[Start Dataset]
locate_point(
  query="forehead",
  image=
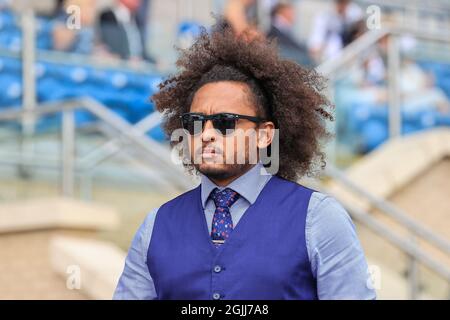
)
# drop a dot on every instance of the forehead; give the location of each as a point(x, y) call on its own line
point(223, 96)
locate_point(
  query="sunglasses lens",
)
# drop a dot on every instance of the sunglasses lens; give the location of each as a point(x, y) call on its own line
point(224, 125)
point(193, 124)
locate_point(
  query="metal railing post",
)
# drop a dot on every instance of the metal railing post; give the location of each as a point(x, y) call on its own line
point(413, 273)
point(395, 121)
point(29, 85)
point(68, 152)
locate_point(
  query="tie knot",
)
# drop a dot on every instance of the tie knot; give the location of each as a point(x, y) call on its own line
point(224, 198)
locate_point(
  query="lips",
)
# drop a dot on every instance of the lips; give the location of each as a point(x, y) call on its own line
point(210, 152)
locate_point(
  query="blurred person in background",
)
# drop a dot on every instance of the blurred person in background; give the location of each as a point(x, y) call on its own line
point(334, 30)
point(282, 23)
point(120, 32)
point(241, 15)
point(77, 40)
[End Dataset]
--- Task description ---
Render every line of the listing above as a JSON list of strings, one string per line, with blank lines and the picture left out.

--- Answer for the task ---
[
  "locate_point(",
  "  query=\"forehead\",",
  "  image=",
  ")",
  "# drop a dot on every instance of the forehead; give the location of each as a point(x, y) call on its own line",
  "point(223, 96)",
  "locate_point(",
  "  query=\"sunglasses lens\",",
  ")",
  "# drop a dot on every instance of the sunglasses lens; give the location of each as a point(x, y) call on its own line",
  "point(224, 125)",
  "point(193, 124)",
  "locate_point(",
  "  query=\"metal railing post\",",
  ")",
  "# drop a dot on every instance of the metal railing post; give the location of each as a point(x, y) call on its own line",
  "point(413, 273)",
  "point(395, 121)",
  "point(29, 85)",
  "point(68, 152)",
  "locate_point(",
  "  query=\"tie knot\",",
  ")",
  "# drop a dot on every instance of the tie knot; give the location of each as a point(x, y) call on its own line",
  "point(224, 198)",
  "locate_point(",
  "  query=\"lips\",",
  ")",
  "# drop a dot on every instance of the lips; give the location of each as a point(x, y) call on its own line",
  "point(210, 152)",
  "locate_point(",
  "  query=\"blurred person in background\",",
  ")",
  "# drop a dot on every instance of the blurred person in background; give the location of each as a point(x, y) call on its own line",
  "point(334, 30)",
  "point(282, 23)",
  "point(120, 32)",
  "point(241, 15)",
  "point(77, 40)"
]